* [Goal of the exercise] Transcribe exactly the line containing "Exercise. Point out the black baseball" plus every later line in the data.

Extracted records:
[Start of section]

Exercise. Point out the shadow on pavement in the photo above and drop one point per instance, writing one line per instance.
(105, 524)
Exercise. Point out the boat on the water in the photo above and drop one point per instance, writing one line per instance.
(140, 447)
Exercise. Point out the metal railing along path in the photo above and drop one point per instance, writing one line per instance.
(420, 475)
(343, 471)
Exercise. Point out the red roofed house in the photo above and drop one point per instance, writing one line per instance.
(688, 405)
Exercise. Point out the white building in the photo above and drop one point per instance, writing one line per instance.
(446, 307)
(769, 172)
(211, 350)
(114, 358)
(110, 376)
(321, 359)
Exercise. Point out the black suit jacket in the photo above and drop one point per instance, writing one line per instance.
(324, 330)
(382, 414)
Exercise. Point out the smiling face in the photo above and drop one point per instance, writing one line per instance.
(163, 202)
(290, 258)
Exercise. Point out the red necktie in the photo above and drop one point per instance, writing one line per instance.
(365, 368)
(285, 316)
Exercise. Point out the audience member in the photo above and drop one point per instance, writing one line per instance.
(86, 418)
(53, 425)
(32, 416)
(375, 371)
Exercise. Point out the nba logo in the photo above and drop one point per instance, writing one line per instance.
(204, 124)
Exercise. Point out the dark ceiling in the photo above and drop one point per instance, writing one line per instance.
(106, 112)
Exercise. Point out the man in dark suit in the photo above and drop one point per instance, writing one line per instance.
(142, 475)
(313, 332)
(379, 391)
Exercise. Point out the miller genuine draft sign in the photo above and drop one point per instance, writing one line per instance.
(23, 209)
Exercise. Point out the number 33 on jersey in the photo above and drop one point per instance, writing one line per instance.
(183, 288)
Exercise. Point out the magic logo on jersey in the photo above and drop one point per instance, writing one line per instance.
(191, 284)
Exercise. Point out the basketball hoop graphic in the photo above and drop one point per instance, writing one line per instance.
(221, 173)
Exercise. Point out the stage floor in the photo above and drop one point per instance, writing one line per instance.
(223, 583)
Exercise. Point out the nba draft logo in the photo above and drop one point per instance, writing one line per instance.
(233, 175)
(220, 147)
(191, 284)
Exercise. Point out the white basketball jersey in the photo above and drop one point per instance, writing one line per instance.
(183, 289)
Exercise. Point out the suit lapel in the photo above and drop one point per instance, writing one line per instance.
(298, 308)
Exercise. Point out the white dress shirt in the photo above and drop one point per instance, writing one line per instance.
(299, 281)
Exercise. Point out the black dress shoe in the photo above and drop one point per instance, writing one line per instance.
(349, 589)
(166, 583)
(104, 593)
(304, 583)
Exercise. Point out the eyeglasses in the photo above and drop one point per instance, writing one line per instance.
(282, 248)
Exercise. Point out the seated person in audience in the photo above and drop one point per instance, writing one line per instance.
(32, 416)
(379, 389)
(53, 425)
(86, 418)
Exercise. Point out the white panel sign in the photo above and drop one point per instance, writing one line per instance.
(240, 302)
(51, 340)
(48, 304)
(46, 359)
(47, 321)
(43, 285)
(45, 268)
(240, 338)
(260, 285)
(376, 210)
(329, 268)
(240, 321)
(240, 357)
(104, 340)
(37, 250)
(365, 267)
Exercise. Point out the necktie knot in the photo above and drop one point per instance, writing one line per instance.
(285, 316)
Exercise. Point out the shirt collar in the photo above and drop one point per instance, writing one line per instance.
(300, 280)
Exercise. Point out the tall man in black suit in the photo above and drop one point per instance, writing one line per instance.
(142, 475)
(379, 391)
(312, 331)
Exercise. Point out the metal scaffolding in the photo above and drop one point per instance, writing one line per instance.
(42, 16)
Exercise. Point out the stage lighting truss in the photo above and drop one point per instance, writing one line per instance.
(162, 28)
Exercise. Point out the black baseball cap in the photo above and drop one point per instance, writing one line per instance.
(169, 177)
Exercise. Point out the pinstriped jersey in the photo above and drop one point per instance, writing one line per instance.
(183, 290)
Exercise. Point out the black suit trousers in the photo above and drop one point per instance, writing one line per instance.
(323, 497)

[End of section]

* [Completed task]
Exercise. Point out the black baseball cap in the photo above and drop one point per instance, writing one line per instance.
(169, 177)
Exercise. Point out the pinstriped jersey in the photo above and drop one point per instance, writing one line per instance.
(183, 290)
Exercise. Point out the black suit trousers in the photo above and drop one point per instance, writing one line per instance.
(323, 497)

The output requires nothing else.